◆ **Document text**:
Discover Nikkei

https://www.discovernikkei.org/en/interviews/clips/954/

Impressions of student relocation in South Dakota

The answer is no [as to a choice of a college]. I had made an application to go to the University of Colorado in Boulder, Colorado. I was turned down by the U.S. Navy. The U.S. Navy apparently had some kind of research program going on there. When they learned that a Japanese American was seeking admission to the University of Colorado, they vetoed it. Again, idiotic, absolutely insane, un-American. So a friend of mine was going to Dakota Wesleyan and been accepted there, and said, “Why don’t you come with me and go to Dakota Wesleyan?” So I did. That’s where I ended up.

Dataset records:

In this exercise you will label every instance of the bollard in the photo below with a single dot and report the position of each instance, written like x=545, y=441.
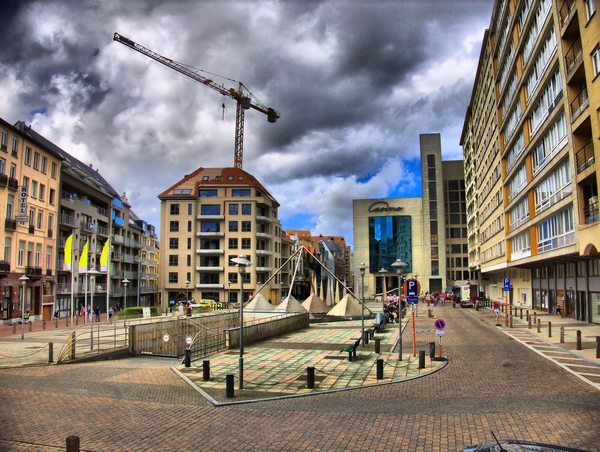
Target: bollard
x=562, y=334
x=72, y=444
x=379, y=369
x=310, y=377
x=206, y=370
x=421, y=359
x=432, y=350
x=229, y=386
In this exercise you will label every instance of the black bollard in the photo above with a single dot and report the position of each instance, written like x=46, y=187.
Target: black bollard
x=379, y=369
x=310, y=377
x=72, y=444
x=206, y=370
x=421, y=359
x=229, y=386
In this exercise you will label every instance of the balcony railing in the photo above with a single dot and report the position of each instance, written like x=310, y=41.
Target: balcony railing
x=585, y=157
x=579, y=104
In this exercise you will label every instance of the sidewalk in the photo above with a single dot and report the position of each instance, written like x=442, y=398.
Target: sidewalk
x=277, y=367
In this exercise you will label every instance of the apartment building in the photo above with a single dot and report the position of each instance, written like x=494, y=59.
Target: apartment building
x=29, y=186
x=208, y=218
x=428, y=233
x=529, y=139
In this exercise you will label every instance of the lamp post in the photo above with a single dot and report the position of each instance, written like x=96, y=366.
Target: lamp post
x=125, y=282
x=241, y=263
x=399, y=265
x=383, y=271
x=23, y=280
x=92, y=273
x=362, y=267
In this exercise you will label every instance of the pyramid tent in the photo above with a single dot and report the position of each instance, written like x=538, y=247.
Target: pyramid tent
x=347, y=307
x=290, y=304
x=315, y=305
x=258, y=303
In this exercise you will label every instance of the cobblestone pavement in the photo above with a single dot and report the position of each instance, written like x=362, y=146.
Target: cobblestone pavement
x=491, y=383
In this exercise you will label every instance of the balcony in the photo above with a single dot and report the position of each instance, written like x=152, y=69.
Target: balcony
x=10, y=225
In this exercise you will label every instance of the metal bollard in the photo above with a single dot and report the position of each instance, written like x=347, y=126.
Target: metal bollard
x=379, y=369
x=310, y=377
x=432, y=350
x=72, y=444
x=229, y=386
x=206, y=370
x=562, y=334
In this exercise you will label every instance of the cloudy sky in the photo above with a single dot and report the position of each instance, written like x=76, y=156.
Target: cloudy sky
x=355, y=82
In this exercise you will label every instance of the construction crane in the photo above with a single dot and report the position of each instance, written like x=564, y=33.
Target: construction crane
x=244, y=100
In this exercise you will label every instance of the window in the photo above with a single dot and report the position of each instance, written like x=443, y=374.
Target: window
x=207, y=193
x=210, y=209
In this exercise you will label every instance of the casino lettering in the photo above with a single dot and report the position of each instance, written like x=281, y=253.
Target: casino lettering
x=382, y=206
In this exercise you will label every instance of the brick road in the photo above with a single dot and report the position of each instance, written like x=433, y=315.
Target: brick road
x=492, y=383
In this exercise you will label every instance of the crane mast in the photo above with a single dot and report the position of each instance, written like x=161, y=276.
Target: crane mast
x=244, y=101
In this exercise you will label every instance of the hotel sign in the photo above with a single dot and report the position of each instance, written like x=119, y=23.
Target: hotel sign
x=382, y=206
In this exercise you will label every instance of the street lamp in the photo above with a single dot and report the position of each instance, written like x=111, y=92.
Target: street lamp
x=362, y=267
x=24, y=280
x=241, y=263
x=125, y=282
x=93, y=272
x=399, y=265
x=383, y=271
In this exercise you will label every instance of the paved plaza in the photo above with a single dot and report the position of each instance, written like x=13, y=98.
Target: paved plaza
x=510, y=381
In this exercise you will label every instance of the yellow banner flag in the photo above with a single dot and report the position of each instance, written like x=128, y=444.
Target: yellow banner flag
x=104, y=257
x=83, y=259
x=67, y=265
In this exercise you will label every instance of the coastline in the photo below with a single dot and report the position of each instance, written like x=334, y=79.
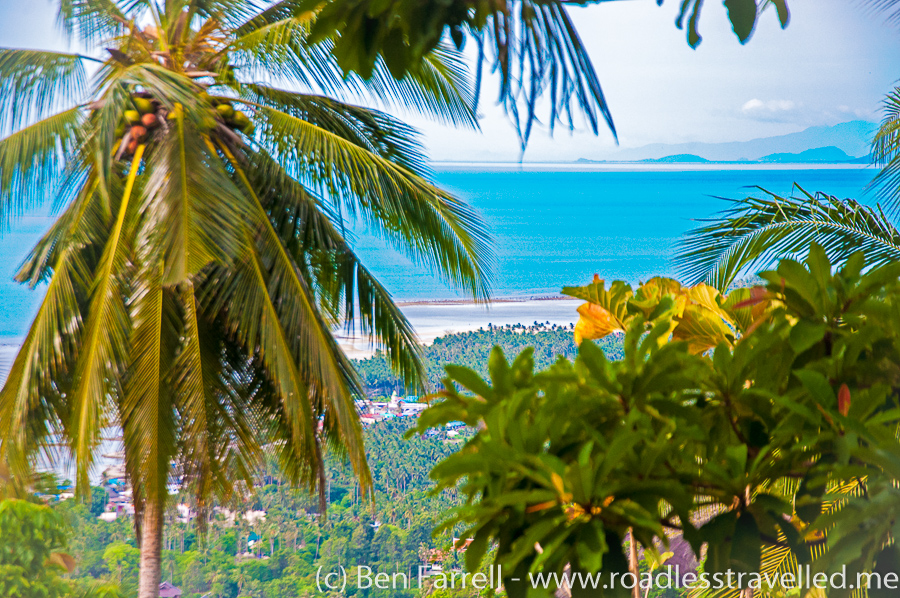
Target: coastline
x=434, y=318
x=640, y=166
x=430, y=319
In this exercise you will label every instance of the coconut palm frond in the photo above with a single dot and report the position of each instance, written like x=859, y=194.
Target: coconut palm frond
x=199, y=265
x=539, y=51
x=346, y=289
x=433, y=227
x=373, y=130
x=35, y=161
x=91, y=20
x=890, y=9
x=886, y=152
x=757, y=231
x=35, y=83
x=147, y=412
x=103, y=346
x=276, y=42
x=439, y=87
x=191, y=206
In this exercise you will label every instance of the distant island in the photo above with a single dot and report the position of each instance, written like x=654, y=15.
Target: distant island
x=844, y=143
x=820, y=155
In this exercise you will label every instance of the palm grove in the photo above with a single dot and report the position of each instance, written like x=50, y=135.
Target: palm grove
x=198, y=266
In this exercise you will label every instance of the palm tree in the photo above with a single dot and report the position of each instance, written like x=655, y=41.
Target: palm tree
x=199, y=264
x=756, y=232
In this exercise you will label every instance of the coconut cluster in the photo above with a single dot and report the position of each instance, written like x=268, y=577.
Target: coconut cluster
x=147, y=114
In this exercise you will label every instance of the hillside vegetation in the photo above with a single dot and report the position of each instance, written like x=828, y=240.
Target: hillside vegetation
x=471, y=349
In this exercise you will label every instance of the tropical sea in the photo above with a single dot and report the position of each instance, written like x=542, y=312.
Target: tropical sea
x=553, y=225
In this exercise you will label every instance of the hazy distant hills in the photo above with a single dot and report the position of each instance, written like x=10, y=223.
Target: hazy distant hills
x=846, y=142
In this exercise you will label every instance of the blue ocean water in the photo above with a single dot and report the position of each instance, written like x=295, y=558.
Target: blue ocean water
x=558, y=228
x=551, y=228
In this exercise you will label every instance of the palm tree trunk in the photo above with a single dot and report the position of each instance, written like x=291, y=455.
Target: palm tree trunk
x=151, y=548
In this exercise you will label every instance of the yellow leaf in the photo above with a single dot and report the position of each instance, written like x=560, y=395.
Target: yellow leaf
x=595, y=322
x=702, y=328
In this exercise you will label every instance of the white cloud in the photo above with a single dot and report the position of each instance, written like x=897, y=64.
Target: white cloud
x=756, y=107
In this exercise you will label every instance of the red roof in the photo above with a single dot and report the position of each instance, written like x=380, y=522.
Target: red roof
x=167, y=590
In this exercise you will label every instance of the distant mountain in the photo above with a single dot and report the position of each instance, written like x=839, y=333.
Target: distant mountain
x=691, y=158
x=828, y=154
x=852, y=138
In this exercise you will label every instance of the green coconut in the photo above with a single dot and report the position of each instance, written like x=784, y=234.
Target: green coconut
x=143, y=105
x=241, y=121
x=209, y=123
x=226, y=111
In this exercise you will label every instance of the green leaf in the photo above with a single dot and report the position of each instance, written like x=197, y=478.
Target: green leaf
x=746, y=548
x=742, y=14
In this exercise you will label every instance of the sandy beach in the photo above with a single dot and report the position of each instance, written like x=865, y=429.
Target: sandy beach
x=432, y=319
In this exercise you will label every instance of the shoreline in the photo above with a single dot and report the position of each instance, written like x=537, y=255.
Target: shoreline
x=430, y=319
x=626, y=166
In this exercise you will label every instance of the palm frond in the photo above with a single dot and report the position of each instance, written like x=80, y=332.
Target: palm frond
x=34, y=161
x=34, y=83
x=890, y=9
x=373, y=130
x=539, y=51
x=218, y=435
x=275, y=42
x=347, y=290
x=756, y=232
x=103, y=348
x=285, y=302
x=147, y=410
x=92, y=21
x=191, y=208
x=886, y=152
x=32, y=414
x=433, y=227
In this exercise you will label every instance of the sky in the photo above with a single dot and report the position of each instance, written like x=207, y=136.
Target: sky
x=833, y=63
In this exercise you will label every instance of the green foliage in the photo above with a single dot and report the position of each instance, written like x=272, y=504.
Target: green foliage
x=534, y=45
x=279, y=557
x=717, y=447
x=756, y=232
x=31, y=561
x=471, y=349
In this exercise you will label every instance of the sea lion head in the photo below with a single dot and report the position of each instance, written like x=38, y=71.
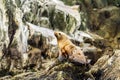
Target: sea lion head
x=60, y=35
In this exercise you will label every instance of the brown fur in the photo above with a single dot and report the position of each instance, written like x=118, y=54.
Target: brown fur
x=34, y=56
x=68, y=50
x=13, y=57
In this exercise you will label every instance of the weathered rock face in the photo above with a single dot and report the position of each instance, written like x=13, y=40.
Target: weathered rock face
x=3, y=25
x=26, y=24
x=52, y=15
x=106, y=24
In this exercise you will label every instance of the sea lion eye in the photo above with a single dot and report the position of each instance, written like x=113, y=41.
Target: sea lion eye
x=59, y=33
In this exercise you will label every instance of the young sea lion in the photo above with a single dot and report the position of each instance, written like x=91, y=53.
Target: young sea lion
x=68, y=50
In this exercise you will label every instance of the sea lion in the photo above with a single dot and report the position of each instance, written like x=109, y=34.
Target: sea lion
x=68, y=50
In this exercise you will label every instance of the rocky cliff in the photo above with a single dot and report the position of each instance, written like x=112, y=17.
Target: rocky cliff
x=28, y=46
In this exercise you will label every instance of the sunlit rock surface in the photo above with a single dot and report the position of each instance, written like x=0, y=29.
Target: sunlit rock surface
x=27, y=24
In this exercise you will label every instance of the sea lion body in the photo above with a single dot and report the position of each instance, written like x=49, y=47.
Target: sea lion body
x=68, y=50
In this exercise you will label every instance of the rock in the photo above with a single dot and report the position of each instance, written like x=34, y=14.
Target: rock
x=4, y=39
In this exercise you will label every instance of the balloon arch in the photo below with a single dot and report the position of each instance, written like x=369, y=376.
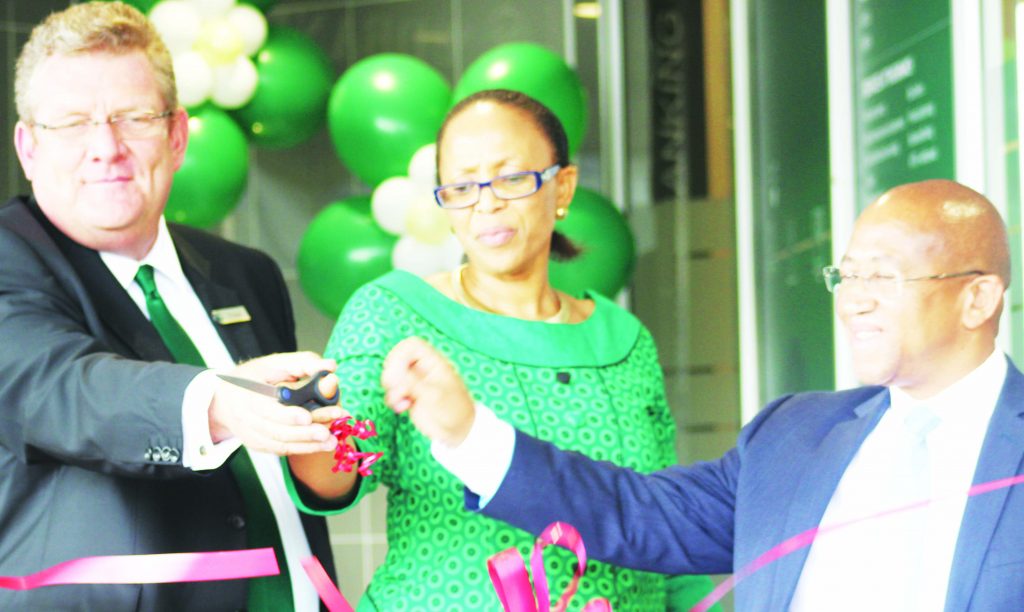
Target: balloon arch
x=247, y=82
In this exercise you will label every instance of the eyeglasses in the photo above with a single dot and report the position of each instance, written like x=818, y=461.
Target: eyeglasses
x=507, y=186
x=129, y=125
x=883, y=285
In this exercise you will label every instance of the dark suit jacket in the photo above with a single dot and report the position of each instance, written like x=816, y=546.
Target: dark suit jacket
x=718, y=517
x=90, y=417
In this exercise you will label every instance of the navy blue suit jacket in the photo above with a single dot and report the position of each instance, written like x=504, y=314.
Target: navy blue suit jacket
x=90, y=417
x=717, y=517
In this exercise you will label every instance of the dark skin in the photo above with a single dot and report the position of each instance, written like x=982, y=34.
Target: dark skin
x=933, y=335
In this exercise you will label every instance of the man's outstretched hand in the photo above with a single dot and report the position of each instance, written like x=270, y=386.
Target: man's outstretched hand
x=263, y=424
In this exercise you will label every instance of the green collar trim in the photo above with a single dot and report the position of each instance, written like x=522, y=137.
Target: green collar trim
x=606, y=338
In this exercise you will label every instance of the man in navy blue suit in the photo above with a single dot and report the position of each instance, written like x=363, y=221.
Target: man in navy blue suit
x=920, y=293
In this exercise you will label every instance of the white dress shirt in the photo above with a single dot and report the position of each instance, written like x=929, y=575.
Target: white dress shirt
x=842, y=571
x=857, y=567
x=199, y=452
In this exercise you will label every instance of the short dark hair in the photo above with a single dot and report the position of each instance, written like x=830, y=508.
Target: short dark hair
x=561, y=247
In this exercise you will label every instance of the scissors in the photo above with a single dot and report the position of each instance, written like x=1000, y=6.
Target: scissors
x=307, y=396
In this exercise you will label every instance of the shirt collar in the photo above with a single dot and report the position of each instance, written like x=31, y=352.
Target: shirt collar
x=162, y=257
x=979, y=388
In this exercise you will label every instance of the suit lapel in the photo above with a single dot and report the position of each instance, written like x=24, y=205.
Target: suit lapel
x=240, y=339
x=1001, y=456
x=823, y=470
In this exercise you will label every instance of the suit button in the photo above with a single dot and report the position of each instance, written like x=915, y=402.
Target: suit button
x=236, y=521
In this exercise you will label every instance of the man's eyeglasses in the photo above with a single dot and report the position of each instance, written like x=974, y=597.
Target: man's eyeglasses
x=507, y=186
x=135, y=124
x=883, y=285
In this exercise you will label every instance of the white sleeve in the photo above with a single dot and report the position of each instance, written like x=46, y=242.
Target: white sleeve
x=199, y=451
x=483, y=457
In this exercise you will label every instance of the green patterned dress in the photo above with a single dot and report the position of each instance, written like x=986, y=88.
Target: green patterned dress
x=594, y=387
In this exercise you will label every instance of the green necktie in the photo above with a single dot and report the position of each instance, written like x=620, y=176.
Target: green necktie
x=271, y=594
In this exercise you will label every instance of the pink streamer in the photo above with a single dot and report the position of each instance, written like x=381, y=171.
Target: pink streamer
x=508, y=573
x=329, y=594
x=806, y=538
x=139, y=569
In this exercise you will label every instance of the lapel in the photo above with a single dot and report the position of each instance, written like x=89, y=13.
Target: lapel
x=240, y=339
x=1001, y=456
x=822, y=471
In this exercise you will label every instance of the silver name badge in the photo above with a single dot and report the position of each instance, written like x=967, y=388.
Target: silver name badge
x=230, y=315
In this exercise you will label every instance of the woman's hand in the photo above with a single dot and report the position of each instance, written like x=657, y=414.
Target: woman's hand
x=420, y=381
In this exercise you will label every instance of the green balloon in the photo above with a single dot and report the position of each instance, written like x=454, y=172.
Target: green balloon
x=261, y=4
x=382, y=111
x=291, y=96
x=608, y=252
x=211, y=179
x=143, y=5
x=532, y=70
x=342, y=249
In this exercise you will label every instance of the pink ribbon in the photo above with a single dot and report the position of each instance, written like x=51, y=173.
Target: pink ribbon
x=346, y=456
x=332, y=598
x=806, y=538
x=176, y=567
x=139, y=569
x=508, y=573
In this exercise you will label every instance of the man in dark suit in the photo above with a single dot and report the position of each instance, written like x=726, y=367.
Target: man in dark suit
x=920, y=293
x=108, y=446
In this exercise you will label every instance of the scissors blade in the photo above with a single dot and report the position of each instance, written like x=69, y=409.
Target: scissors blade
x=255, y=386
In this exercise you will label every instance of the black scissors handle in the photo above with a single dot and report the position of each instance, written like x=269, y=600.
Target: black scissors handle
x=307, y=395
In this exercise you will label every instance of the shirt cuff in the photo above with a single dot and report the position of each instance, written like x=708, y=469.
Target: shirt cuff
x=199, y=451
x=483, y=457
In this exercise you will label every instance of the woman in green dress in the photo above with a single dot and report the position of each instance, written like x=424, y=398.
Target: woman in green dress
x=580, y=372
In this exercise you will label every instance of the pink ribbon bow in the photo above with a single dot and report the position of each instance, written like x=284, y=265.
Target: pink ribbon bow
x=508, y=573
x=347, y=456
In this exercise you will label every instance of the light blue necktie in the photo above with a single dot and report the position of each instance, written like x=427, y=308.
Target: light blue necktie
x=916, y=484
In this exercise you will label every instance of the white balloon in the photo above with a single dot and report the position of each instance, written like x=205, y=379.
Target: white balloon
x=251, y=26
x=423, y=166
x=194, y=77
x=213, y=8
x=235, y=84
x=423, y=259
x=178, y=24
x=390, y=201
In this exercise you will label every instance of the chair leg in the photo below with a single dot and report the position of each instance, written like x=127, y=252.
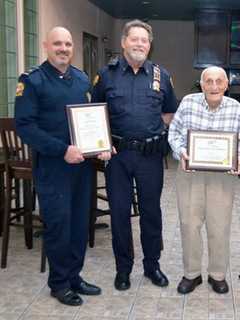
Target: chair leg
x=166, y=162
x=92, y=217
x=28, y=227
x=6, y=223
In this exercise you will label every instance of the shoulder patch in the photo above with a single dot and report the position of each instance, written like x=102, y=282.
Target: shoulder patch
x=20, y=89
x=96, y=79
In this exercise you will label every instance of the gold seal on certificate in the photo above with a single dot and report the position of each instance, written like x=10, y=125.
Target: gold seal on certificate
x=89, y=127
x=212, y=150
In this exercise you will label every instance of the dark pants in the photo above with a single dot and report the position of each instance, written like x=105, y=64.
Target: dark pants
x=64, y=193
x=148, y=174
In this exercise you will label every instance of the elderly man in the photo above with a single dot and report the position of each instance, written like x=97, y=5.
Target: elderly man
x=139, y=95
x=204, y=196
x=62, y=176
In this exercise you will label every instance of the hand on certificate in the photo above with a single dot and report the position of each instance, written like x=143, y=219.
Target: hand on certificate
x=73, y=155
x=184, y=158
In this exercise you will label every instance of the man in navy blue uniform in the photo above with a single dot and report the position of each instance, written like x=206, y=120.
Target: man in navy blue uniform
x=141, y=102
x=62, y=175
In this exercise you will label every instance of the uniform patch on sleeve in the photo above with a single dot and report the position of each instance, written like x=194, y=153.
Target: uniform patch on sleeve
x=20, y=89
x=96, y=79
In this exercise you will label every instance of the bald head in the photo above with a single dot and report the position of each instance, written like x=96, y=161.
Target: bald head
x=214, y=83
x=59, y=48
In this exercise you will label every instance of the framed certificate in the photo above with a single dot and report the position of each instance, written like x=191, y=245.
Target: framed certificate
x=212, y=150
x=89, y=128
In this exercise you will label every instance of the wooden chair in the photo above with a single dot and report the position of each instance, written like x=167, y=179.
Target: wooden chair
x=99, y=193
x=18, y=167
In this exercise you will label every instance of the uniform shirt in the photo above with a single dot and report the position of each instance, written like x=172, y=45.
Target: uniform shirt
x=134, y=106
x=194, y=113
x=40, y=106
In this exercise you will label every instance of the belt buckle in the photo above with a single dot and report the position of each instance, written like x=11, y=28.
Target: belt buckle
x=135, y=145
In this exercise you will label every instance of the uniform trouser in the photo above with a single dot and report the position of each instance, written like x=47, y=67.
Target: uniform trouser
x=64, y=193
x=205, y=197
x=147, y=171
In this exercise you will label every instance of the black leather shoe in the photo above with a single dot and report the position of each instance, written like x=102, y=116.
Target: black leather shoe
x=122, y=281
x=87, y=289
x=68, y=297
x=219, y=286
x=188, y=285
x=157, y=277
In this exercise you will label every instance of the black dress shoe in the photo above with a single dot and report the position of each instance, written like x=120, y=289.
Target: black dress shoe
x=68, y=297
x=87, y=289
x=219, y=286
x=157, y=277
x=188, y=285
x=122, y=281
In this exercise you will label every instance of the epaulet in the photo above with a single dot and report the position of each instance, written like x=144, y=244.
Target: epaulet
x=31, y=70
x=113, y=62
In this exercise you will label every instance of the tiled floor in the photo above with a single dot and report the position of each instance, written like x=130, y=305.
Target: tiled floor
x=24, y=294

◆ **The problem**: Extend the interview excerpt on student relocation in South Dakota, beginning immediately after its final sentence.

◆ **Written response**:
colleges discrimination interpersonal relations racism

Date: August 27, 1998

Location: Pennsylvania, US

Interviewer: Darcie Iki, Mitchell Maki

Contributed by: Watase Media Arts Center, Japanese American National Museum

Interviewee Bio

The Honorable William Marutani was born in Kent, Washington. With the enforcement of Executive Order 9066, Marutani was forced to leave his classes at the University of Washington and sent to Fresno Assembly Center in 1942, and later Tule Lake concentration camp. He was released to attend Dakota Wesleyan University in Mitchell, SD in the fall of 1942 as a pre-law student.

After being rejected by the U.S. Navy for being classified as a 4-C enemy alien, Marutani was finally able to serve by joining the Army where he was assigned to the Military Intelligence Service. Following his service, Marutani attended law school at the University of Chicago and moved to Pennsylvania for a six-month clerkship, where he stayed until 1975, when he was appointed to the bench of the Philadelphia Court of Common Pleas.

Marutani became active in the Japanese American Citizens League (JACL) and served in many different positions. Marutani was appointed to serve on the nine-member Commission on Wartime Relocation and Internment of Civilians (CWRIC) that was created by President Jimmy Carter to investigate matters concerning the wartime incarceration of Japanese Americans. Marutani was the only Japanese American to serve on the commission. (April 11, 2008)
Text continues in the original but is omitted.